• [Teks Bacaan]:
┄┄┄┄┄┄┄┄┄┄┄┄┄┄┄┄┄┄┄┄

Happy Ending Doesn't Exist

September 08, 2018


a happy ending doesn't exist.

Gue sharing ini karena gue pernah membuat fiksi dimana tokohnya tidak berakhir bersama. 

Teman-teman pembaca wattpad menyebut gue "such a cruel writer" hanya karena gue menulis "unbelievable-cruel-tragic story". Mereka ingin gue bertanggung jawab karena membuat dada mereka sesak gegara menangis bagai tsunami. Bahkan ada yang komen pake emoticon -_- doang saking dia keselnya kali sama gue. Ibarat gue kena boikot gitu. 
Kebanyakan dari mereka tidak bisa menerima sepenuhnya akhir cerita itu. Kebanyakan dari mereka kecewa.

Disitulah gue sadar akan sesuatu.
Tidak banyak orang yang suka cerita dengan akhir yang tidak sesuai keinginan mereka. Banyak orang yang tanpa mempertimbangkan keseluruhan ceritanya tetap mengatakan sebuah cerita buruk hanya karena berakhir tidak bahagia. Kita pasti punya ekspektasi sendiri saat menonton film atau membaca buku tapi karena ekspektasi itulah kita sering merasa kecewa. Secara psikologi bahkan bisa dijelaskan jika setiap manusia punya keinginan dasar untuk menghindari segala kesakitan. Secara natural, setiap manusia memang punya keinginan untuk tidak terluka. Human nature jika setiap orang ingin melihat dan mengalami hal-hal yang membahagiakan makanya gue nggak heran kalau banyak yang kontra sama tulisan gue itu. Gue juga seperti itu dulu. Gue selalu menginginkan akhir bahagia di semua cerita yang gue baca karena gue percaya nggak ada yang namanya kesukaran abadi. Gue percaya jika setiap pengorbanan akan membuahkan hasil karena kayaknya nggak adil aja kalau setelah melalui segala ujian ending nya tetap aja nggak bahagia.

Tapi, tidakkah itu terlalu naif? 

"Shouldn't every story end happily?
However, happiness has its own form, and in human relationships, happiness does not always mean together, right? If this is the ending of this story, I can fully accepted.
This beautifully written story doesn't have to be wrapped up with both characters ending up together and spending the rest of the life time together. It is enough to know that after years, they still hold each other deep inside their hearts. It was still a beautiful love. "
- seseorang meninggalkan komen itu di cerita gue.

┄┄┄┄┄┄┄┄┄┄┄┄┄┄┄┄┄┄┄┄

• [Yang Harus Dikerjakan]: Salin ulang bagian teks tentang akhir cerita yang tidak bahagia di atas, mulai dari "Tapi, tidakkah itu" sampai dengan "can fully accepted.", tanpa perubahan sedikit pun.

[Baris anotasi posisi]
┄┄┄┄┄┄┄┄┄┄┄┄┄┄┄┄┄┄┄┄

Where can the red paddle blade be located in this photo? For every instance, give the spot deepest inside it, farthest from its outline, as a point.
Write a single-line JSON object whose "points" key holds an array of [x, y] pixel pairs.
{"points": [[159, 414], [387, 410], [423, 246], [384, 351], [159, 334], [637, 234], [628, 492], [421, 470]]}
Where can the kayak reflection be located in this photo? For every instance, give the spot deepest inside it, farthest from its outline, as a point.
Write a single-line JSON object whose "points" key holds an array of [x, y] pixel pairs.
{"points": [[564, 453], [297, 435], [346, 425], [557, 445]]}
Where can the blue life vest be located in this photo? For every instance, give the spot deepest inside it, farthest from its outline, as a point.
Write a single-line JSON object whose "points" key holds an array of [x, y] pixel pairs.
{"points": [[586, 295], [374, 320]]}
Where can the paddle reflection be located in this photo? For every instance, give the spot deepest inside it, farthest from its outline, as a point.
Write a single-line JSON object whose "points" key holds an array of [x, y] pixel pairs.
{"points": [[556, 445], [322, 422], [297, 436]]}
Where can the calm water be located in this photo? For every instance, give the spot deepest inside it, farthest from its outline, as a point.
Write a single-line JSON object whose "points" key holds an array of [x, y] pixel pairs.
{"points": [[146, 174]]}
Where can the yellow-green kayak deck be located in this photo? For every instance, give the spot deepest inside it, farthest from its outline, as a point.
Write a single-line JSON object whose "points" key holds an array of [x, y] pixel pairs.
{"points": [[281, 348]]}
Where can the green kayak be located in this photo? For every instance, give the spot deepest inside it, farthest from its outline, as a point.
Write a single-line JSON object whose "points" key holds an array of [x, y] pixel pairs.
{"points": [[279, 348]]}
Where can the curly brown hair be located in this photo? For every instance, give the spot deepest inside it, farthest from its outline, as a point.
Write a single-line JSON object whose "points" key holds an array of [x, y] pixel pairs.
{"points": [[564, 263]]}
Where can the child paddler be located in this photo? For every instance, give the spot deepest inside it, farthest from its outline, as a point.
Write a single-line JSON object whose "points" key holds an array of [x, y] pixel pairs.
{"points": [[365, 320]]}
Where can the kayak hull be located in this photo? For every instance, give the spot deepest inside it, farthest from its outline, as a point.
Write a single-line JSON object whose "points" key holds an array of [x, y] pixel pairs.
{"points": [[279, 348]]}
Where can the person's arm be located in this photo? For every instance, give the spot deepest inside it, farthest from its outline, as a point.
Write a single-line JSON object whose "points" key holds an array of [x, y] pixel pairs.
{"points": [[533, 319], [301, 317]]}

┄┄┄┄┄┄┄┄┄┄┄┄┄┄┄┄┄┄┄┄

• [Hasil Latihan]:
Tapi, tidakkah itu terlalu naif? 

"Shouldn't every story end happily?
However, happiness has its own form, and in human relationships, happiness does not always mean together, right? If this is the ending of this story, I can fully accepted.